- _PASSAGE PROVIDED_:
════

# My Dad Used To Say......



## 63Vette (Feb 9, 2013)

My dad used to always say: 


*
"If it's got tits or tires its going to cost you money and cause you pain."
*

What did your pops always say?


Respect,
Vette


----------



## Lendo (Feb 9, 2013)

My dad's been gone for 20+ years now (RIP), and we always laugh at things he did and said...He used to paraphrase Ben Franklin's *“Believe only half of what you see and nothing that you hear.” *

Trust me, my father didn't know it was Ben Franklin who said that..I only found out recently. We paraphrase it even more and laugh at my father, saying "believe half of what you read, 1/4 of what you see, 1/8 of what you smell...etc, etc, etc..."


----------



## AlphaD (Feb 9, 2013)

"Nothing good happens after 10 at night"


----------



## Lendo (Feb 9, 2013)

AlphaD said:


> "Nothing good happens after 10 at night"




I would say this holds true 80-90% of the time!!!


----------



## AlphaD (Feb 9, 2013)

Lendo said:


> I would say this holds true 80-90% of the time!!!



Only wise thing my Pops ever said to me!!


----------



## JOMO (Feb 9, 2013)

"If life was easy we would be born laughing and not crying"


----------



## trim (Feb 9, 2013)

haha mine would always tell me "you cant make a whore a house wife"  needless to say he did not aprove of some of the girls i dated back in the day


----------



## Capt'n Ron (Feb 9, 2013)

"The ends don't justify the means" I can't tell you how may times I heard this. Once I make my mind up to do something, I won't allow anything to stop me.


----------



## Tren4Life (Feb 9, 2013)

Use your head for something besides a hat rack.


----------



## #TheMatrix (Feb 9, 2013)

AlphaD said:


> "Nothing good happens after 10 at night"



Its after midnight that the hunnies flock the clubs though...
BB. Where you at?   Guess hes still plowing snow


----------



## PillarofBalance (Feb 9, 2013)

"whats wrong with you?"

that's about it...


----------



## SAD (Feb 9, 2013)

"If your brains were hair, it wouldn't make a wig for a grape."


----------



## Yaya (Feb 9, 2013)

"your only half a man when you lick her pussy, your a full man when you lick her asshole"


----------



## coltmc4545 (Feb 9, 2013)

"Don't be a pussy." Heard that a lot growing up from the old man. My grandpa gave me the best advice anyone's ever given me. Although I've never taken it, here goes it...

"Tadpole, (he called me tadpole my whole life the hillbilly fucker god rest his soul) You need to marry a tall fat and ugly broad. She'll never leave you because no one else would want her. She'll cook you dinner every night because fat broads like to eat. And if anyone ever messes with you she'll whoop thier ass." I told him I couldn't do it because I couldn't go to bed with an ugly chick every night. He said "That's why paper bags and markers were made. Draw a pretty face on the paper bag and put it over her head." He was a wise wise man.


----------



## Lendo (Feb 9, 2013)

Yaya said:


> "your only half a man when you lick her pussy, your a full man when you lick her asshole"



I gotta remember that if I ever have a son.

════

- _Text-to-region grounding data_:

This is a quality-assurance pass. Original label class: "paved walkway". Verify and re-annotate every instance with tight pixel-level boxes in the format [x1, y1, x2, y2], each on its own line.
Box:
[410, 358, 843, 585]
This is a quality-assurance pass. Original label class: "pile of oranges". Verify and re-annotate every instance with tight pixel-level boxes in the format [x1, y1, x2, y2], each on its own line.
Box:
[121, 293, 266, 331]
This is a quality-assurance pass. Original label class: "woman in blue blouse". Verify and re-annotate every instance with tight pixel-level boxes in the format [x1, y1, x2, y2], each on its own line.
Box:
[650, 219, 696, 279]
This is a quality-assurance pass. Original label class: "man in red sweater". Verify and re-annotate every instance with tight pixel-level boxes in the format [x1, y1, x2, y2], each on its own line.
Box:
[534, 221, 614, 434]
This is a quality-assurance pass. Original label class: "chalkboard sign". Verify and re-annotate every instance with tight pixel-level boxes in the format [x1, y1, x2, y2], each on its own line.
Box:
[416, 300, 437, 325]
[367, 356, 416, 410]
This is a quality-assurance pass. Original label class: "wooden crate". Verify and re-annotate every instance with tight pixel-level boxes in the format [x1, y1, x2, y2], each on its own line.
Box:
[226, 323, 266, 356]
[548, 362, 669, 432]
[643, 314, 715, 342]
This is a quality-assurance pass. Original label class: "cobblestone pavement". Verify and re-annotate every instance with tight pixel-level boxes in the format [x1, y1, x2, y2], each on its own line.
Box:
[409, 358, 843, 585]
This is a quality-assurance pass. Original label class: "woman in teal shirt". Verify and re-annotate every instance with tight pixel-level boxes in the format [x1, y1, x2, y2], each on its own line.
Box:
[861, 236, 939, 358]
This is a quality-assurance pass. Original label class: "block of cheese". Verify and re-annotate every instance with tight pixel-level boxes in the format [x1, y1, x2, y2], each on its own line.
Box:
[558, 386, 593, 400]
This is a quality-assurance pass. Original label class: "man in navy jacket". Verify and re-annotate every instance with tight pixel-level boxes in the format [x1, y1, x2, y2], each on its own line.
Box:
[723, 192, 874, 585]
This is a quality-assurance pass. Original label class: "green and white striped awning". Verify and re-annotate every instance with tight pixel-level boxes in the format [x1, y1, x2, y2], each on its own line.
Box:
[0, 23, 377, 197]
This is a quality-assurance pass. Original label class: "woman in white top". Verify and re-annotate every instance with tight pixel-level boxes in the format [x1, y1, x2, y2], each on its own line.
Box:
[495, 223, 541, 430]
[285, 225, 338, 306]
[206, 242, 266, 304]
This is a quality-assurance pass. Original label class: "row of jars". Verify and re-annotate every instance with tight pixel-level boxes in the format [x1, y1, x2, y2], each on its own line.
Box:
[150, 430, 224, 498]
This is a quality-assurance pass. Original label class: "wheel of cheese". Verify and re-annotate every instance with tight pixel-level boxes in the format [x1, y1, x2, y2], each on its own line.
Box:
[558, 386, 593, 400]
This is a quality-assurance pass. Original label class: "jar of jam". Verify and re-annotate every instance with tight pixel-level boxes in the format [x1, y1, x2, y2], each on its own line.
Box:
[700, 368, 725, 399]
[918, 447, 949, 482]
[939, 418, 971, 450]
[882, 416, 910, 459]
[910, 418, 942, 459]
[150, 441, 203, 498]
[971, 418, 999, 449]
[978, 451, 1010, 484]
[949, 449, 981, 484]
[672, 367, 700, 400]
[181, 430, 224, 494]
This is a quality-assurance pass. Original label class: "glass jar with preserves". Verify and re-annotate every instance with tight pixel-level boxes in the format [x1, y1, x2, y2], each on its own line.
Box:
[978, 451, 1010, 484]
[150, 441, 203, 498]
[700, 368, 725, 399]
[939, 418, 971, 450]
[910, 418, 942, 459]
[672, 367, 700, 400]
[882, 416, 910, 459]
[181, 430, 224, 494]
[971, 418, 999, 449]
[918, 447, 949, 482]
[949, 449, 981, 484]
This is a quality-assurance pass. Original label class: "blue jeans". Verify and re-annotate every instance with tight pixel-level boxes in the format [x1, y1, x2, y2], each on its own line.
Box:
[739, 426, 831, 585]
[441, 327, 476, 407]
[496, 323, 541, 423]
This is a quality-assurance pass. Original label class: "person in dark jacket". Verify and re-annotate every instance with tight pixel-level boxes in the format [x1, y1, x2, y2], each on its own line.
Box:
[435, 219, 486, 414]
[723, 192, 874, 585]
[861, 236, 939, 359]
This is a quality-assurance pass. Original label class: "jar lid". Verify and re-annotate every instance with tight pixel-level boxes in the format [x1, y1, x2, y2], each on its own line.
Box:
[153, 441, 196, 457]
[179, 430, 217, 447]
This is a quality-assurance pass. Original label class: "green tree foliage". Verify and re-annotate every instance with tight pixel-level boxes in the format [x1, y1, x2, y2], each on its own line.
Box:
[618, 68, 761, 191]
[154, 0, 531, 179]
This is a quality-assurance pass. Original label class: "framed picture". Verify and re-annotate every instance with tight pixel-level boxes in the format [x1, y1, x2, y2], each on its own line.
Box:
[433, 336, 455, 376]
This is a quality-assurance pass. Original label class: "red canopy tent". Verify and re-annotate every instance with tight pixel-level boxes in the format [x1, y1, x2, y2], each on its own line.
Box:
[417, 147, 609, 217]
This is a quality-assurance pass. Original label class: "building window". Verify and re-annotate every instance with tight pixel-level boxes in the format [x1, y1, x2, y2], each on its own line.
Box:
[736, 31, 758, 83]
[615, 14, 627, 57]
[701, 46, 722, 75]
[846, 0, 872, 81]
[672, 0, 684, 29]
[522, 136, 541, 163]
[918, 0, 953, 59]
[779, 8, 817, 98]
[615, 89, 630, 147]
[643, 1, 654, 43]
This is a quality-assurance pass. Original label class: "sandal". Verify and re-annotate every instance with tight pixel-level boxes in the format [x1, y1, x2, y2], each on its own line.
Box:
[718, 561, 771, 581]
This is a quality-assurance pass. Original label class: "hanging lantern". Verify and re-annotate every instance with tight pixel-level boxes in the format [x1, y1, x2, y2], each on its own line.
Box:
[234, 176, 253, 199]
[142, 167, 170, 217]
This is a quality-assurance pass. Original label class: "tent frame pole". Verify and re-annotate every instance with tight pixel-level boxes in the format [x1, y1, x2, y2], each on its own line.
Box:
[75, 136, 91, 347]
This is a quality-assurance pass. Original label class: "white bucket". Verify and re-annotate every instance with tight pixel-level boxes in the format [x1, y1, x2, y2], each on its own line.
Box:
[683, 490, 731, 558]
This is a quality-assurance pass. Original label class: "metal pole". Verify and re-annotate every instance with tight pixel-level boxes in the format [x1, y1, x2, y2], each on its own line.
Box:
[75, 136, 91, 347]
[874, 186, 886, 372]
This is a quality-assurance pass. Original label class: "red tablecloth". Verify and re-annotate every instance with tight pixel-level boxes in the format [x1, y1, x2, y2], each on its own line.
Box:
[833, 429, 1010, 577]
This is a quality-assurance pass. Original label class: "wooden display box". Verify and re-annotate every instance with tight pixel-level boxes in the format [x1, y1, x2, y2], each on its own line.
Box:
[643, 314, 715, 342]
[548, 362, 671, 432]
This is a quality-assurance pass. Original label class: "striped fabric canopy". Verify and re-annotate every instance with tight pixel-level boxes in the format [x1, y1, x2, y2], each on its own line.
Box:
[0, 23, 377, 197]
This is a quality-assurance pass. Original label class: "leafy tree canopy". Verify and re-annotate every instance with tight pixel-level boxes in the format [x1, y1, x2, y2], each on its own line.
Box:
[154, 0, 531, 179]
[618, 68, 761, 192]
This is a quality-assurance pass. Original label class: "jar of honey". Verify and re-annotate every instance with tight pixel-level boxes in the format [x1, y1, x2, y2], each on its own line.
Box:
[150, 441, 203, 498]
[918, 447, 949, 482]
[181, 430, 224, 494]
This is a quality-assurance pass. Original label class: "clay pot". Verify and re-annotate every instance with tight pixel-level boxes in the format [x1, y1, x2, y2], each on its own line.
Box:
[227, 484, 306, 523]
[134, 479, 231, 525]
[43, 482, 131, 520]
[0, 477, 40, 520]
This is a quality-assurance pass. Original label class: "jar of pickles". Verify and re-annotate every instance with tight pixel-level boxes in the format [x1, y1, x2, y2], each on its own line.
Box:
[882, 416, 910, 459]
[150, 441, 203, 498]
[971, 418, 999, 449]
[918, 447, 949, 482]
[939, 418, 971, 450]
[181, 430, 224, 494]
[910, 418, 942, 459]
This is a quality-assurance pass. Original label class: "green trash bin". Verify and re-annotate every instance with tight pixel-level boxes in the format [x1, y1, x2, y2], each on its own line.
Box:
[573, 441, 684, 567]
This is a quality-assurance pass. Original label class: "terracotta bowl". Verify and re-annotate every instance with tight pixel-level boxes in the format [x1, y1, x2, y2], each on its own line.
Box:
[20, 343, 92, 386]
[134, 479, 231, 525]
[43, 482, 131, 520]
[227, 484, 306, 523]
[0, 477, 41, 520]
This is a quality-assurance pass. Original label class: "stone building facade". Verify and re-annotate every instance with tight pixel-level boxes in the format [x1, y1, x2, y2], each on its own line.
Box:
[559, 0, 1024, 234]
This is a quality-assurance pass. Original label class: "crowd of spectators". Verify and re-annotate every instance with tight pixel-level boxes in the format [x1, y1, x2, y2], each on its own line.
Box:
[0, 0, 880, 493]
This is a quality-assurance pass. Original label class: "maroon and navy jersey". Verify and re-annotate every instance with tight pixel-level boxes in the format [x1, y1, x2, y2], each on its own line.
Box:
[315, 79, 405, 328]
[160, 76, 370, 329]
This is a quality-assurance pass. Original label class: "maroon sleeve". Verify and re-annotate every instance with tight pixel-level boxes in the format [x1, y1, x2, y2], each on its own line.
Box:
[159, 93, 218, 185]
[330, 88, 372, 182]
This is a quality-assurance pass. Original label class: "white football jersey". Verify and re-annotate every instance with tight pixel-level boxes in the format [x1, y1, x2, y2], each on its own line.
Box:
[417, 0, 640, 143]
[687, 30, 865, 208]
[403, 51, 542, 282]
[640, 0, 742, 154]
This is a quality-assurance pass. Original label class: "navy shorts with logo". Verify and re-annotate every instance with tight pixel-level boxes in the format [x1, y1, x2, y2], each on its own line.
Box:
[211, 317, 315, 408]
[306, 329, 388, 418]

════

- _TASK ITEM 1_:
Decide whether each statement below agrees with the forum thread about fathers' sayings: (a) AlphaD calls "Nothing good happens after 10 at night" the only wise thing AlphaD's pops ever said; (b) Lendo's father knew Ben Franklin was the source of the saying he paraphrased; (c) Lendo estimates the 10-at-night saying holds true 80-90% of the time. Answer yes or no for each, quoting the words of the thread that decide it.
- _TASK ITEM 2_:
Resume the forum thread about fathers' sayings after its final post and continue it.

- _EXPECTED ANSWER 1_:
(a) Yes: "Only wise thing my Pops ever said to me!!"
(b) No: "Trust me, my father didn't know it was Ben Franklin who said that..I only found out recently."
(c) Yes: "I would say this holds true 80-90% of the time!!!"

- _EXPECTED ANSWER 2_:
----------



## Times Roman (Feb 9, 2013)

"if brains were bebe's, you wouldn't have enough to roll around in a box car"

"if brains were gunpowder, you wouldn't have enough to blow your nose"

"if brains were gunpowder, you wouldn't have enough to blow your way out of a wet paper bag"

"when god was handing out brains, you thought he said trains and didn't want to go nowhere"

"you're about as useless as tits on a boar hog"


----------



## getgains (Feb 9, 2013)

umm the one that really sticks out in my head is"you were not worth the dose of clap i got making you peckerhead"


----------



## Jada (Feb 9, 2013)

Yaya said:


> "your only half a man when you lick her pussy, your a full man when you lick her asshole"



Lmfao) )


----------



## Yaya (Feb 9, 2013)

Real life comments from the old man


----------



## SFGiants (Feb 9, 2013)

PillarofBalance said:


> "whats wrong with you?"
> 
> that's about it...



Yeah I always got that.

What the hell is wrong with you boy?


----------



## 63Vette (Feb 10, 2013)

"No one is going to give you money just because your name is 63Vette, you better learn to do something (other than lose my tools and piss off your mother)."


Damn .... some of us had some brutal SOBs for dads didn't we? Maybe that's why we aren't the little pansy ass fuckers that keep showing up pretending to be men in this age of anything goes.

Vette


----------



## SFGiants (Feb 10, 2013)

Boy your cruisin for a bruisin

Your gonna get stickies in your britches if you don't knock it off (told him after that surgery I finally got them stitches in my britches)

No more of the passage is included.